▸ **Task to complete**
Reproduce exactly the lines beginning with the line that contains "the hill in" and ending at the final line of the material below.

▸ **Records supplied**
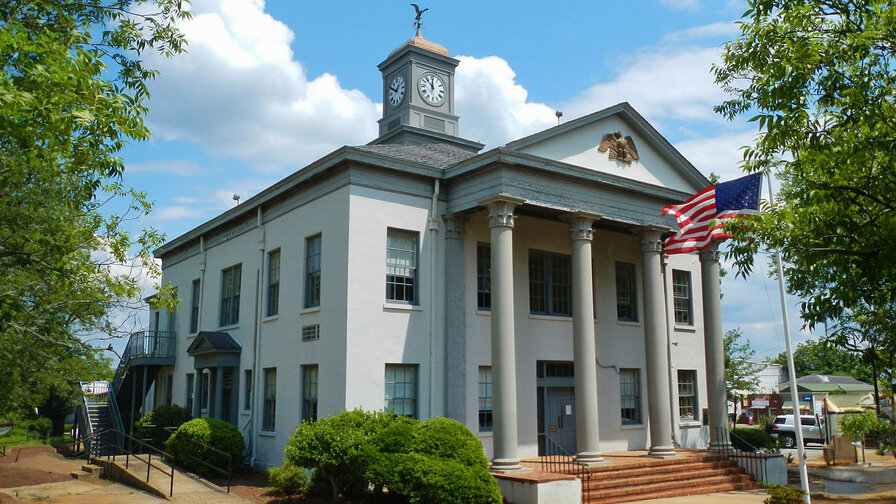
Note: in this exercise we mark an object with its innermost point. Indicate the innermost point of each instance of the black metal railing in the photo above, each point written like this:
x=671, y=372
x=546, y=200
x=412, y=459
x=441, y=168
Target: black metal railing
x=124, y=445
x=145, y=344
x=203, y=450
x=558, y=460
x=740, y=451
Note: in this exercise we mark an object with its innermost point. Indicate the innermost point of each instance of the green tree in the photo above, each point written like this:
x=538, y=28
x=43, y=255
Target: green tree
x=826, y=358
x=72, y=92
x=818, y=79
x=741, y=372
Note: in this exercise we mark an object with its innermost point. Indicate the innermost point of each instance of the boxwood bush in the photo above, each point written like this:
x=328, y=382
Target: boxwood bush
x=151, y=428
x=214, y=433
x=758, y=438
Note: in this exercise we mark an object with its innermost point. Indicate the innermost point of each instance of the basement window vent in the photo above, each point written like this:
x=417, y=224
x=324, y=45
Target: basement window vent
x=433, y=123
x=311, y=332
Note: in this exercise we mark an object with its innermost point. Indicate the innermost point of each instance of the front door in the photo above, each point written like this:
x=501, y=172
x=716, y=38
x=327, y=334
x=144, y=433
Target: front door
x=556, y=408
x=560, y=418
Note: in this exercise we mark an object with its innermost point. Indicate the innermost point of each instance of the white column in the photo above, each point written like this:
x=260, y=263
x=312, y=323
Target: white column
x=587, y=432
x=714, y=348
x=504, y=415
x=658, y=406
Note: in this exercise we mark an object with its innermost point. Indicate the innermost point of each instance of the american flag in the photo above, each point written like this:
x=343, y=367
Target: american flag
x=700, y=217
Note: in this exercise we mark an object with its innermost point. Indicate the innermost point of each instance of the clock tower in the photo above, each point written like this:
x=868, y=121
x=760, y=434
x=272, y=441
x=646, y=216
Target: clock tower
x=418, y=96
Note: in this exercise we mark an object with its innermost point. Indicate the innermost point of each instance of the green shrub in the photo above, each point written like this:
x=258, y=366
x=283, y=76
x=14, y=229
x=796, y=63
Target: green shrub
x=151, y=427
x=336, y=447
x=214, y=433
x=449, y=439
x=41, y=426
x=758, y=438
x=781, y=494
x=288, y=479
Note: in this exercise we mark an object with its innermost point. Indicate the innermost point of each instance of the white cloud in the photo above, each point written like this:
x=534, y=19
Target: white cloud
x=494, y=108
x=239, y=93
x=662, y=84
x=720, y=154
x=179, y=167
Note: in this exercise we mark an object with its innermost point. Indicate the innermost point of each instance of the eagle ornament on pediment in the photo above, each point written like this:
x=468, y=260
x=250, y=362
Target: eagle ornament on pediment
x=621, y=149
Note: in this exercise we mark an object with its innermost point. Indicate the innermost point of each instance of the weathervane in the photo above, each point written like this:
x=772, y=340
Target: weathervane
x=417, y=21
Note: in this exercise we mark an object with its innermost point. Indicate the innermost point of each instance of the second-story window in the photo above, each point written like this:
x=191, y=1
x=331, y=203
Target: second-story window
x=401, y=266
x=230, y=295
x=273, y=283
x=312, y=271
x=483, y=277
x=549, y=283
x=194, y=307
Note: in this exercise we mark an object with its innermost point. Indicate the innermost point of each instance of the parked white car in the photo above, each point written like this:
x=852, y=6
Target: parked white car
x=813, y=430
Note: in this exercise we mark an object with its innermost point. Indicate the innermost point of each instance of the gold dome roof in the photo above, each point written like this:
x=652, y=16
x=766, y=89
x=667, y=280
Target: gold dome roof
x=418, y=41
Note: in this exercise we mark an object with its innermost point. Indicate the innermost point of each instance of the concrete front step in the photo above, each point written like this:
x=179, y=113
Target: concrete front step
x=734, y=473
x=636, y=491
x=678, y=492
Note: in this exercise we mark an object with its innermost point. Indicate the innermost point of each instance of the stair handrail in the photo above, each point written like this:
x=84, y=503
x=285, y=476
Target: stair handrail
x=113, y=411
x=558, y=460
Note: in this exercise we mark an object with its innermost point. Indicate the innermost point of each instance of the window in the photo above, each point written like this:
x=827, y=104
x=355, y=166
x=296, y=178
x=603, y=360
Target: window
x=191, y=388
x=268, y=414
x=311, y=332
x=273, y=307
x=626, y=302
x=204, y=378
x=194, y=307
x=630, y=396
x=169, y=389
x=309, y=393
x=483, y=276
x=681, y=296
x=230, y=295
x=549, y=283
x=401, y=389
x=312, y=271
x=485, y=399
x=687, y=394
x=247, y=385
x=401, y=266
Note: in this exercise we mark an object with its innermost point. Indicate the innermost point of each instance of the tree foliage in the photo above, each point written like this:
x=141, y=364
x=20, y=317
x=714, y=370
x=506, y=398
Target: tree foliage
x=818, y=79
x=72, y=92
x=825, y=358
x=741, y=373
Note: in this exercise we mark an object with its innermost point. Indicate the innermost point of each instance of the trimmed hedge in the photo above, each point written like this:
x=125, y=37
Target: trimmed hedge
x=217, y=434
x=151, y=427
x=758, y=438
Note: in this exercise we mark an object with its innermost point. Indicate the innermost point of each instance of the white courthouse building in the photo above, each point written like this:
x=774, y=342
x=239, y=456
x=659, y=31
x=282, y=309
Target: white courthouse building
x=520, y=290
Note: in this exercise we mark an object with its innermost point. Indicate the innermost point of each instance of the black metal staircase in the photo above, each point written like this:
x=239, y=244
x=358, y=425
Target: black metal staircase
x=145, y=353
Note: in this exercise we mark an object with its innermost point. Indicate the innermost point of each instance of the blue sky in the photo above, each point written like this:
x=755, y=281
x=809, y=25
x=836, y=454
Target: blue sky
x=268, y=87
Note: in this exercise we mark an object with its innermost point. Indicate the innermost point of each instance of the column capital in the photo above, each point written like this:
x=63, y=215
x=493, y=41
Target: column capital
x=710, y=254
x=580, y=225
x=651, y=238
x=454, y=226
x=500, y=210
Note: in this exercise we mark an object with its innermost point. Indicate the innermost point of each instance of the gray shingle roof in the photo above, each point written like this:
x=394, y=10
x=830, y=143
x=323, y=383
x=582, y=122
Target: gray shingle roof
x=438, y=155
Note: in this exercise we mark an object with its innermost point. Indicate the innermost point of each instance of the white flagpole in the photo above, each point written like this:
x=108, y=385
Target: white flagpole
x=794, y=395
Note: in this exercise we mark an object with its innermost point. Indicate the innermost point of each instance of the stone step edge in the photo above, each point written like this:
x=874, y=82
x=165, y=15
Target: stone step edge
x=665, y=477
x=652, y=487
x=672, y=493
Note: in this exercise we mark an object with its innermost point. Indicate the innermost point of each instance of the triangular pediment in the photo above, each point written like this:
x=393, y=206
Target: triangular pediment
x=641, y=153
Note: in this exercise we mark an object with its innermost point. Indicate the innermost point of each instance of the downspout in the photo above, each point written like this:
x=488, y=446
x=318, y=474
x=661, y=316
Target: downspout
x=256, y=330
x=433, y=256
x=675, y=431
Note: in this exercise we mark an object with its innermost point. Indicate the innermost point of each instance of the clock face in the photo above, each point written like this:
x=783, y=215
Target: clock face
x=396, y=91
x=432, y=89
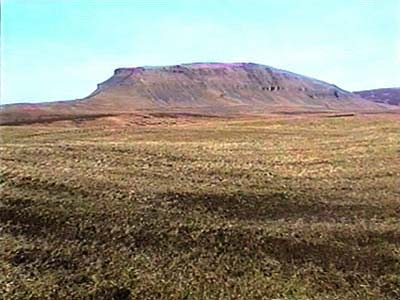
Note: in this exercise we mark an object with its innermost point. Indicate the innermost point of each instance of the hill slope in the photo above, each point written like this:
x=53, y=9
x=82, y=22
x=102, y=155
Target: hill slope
x=386, y=95
x=211, y=88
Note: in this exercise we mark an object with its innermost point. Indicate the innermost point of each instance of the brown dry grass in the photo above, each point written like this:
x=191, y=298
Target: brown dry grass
x=251, y=208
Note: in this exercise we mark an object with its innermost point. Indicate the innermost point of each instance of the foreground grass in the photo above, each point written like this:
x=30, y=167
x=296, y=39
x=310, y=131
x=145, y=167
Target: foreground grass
x=243, y=209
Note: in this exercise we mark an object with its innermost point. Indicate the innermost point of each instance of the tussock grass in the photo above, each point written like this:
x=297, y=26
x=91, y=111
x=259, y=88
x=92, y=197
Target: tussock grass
x=304, y=208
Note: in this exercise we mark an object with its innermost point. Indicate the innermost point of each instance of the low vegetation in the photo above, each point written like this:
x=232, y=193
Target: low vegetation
x=263, y=208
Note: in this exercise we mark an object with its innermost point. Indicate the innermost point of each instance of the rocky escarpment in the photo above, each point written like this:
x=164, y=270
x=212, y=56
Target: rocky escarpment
x=207, y=88
x=218, y=84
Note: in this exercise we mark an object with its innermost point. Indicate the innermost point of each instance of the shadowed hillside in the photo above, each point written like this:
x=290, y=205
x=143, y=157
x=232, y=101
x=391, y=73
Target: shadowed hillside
x=207, y=88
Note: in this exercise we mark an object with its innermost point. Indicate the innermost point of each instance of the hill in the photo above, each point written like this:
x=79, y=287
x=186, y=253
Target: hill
x=386, y=95
x=207, y=88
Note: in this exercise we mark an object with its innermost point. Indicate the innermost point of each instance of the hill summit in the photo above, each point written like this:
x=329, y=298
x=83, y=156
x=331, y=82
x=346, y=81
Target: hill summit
x=209, y=88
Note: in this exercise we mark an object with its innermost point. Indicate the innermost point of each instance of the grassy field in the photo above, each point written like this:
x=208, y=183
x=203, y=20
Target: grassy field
x=295, y=208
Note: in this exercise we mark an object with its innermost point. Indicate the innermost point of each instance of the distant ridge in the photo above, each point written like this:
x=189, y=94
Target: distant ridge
x=207, y=88
x=389, y=96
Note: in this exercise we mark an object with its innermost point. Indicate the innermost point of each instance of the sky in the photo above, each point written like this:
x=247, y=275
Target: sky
x=61, y=49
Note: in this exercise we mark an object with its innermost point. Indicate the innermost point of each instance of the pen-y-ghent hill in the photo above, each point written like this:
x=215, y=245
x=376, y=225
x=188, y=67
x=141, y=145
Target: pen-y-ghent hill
x=201, y=181
x=206, y=88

▸ **Result below**
Note: in this exercise we mark an object with its innermost point. Indicate the innermost point of each instance of the hill in the photo above, each point written like this:
x=79, y=287
x=186, y=253
Target: hill
x=386, y=95
x=207, y=88
Note: in this exercise we mark an object with its innermost point. Indicate the innermost point of each instance of the hill summit in the photo above, each point written like this:
x=329, y=298
x=83, y=156
x=331, y=82
x=346, y=81
Target: hill summit
x=209, y=88
Note: in this exercise we mark an object with its innermost point. Indicate the innermost point of each instance of the grassy field in the photo above, each point written like this:
x=208, y=183
x=203, y=20
Target: grassy field
x=295, y=208
Note: in this exercise we mark an object with its innermost point. Indicate the innermost point of each instance of the distant ridge in the photo above, each point written like this:
x=189, y=94
Target: distant ridge
x=207, y=88
x=389, y=96
Note: in this exercise we mark an object with its innermost point. Indicate the innermost point of each instance of the sky in the photo above, each point written like this:
x=247, y=275
Target: sky
x=61, y=49
Note: in this exercise we mark an object with its innermost point. Indicate the innermost point of each instance of the pen-y-ghent hill in the photo above, each point written like this:
x=215, y=245
x=376, y=225
x=188, y=67
x=141, y=145
Target: pen-y-ghent hill
x=201, y=181
x=206, y=88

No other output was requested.